Directions for this task:
Answer these questions from the NPLinker FAQ below:
(a) What file does NPLinker expect to find supplied with any new dataset?
(b) In the example file, which other labels are given for strain2?
(c) Must every line of that file have the same number of columns?

Document passage:
::::::
Skip to content
Andrew Ramsay edited this page Dec 11, 2020 · 4 revisions

NPLinker FAQs

I'm getting warnings about missing strain mappings / I don't understand how strain_mappings.csv is supposed to work

NPLinker can't automatically determine equivalence between strain labels from metabolomics data and strain labels from genomics data because they typically vary widely in form between and across datasets. To solve this problem, NPLinker expects to find a file called strain_mappings.csv supplied as part of any new dataset. As the name suggests this is a simple CSV format file which should have one line for each strain in the dataset. The first column should contain the name of the strain, followed by any other names used for the same strain. Internally, NPLinker will treat any occurrence of any of the names for the strain as equivalent.

For example, a very short strain_mappings.csv might contain these 3 lines:

strain1,strain1A,strain1.B,strain1_C,strainONE
strain2,strainTWO,strainTWO_
strain3

Taking this line by line, it is saying:

  • strain1 is also known as strain1A, strain1.B, strain1_C, and strainONE. NPLinker will therefore treat any instances of the latter 4 labels as equivalent to strain1
  • strain2 is also known as strainTWO and strainTWO_, so again NPLinker will treat these as equivalent
  • strain3 is only known as strain3 in the dataset, it has no other labels

Each line of the file may have any number of columns, and as shown in the example above this number does NOT need to be consistent.
::::::
Source material:

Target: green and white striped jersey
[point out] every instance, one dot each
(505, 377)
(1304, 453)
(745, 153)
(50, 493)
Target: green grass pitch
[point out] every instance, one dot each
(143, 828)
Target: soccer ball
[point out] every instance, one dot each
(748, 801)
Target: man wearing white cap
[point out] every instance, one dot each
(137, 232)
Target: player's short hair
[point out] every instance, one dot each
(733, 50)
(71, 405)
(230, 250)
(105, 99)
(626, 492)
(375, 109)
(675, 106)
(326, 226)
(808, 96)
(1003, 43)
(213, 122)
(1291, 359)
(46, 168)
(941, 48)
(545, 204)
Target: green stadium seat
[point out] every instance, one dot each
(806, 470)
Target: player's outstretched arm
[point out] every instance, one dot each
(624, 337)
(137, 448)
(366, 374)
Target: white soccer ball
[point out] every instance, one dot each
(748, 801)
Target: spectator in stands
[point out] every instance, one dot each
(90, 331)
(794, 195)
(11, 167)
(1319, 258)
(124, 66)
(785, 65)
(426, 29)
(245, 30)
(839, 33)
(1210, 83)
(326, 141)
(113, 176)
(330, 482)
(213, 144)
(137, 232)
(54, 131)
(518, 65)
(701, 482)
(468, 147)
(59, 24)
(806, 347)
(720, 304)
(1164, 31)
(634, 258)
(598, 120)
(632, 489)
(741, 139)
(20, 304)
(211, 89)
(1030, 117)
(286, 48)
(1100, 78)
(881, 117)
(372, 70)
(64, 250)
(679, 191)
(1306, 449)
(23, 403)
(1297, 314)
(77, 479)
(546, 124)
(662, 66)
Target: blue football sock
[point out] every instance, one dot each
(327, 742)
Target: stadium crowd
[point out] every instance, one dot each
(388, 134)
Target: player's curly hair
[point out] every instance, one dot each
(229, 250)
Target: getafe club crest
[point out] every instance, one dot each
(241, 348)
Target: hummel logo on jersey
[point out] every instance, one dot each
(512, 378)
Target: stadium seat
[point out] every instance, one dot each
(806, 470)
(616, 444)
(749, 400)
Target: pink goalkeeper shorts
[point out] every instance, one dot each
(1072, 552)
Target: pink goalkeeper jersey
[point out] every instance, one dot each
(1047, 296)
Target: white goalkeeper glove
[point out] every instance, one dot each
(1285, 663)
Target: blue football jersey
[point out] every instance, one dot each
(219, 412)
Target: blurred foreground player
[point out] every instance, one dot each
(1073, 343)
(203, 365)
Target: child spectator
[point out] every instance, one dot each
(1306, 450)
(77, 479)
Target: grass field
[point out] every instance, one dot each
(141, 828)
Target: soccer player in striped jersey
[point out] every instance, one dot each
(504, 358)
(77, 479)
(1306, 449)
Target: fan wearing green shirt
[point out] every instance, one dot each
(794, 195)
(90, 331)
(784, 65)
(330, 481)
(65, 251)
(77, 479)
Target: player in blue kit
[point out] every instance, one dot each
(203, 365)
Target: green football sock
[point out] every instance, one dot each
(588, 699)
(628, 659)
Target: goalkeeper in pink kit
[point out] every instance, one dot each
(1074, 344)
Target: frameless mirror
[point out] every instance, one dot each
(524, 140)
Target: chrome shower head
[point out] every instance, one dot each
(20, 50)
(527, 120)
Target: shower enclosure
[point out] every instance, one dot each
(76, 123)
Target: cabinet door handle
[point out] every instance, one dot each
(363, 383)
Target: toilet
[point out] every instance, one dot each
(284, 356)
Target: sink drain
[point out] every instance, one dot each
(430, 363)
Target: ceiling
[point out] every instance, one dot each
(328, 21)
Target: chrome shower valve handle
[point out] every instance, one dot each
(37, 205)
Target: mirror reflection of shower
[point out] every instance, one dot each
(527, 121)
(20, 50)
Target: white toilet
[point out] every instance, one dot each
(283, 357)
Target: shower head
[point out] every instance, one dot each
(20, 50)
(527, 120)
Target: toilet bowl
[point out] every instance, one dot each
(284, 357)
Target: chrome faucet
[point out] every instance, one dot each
::::::
Reply to the task:
(a) A file called strain_mappings.csv.
(b) strainTWO and strainTWO_.
(c) No. Each line may have any number of columns, and the number does not need to be consistent.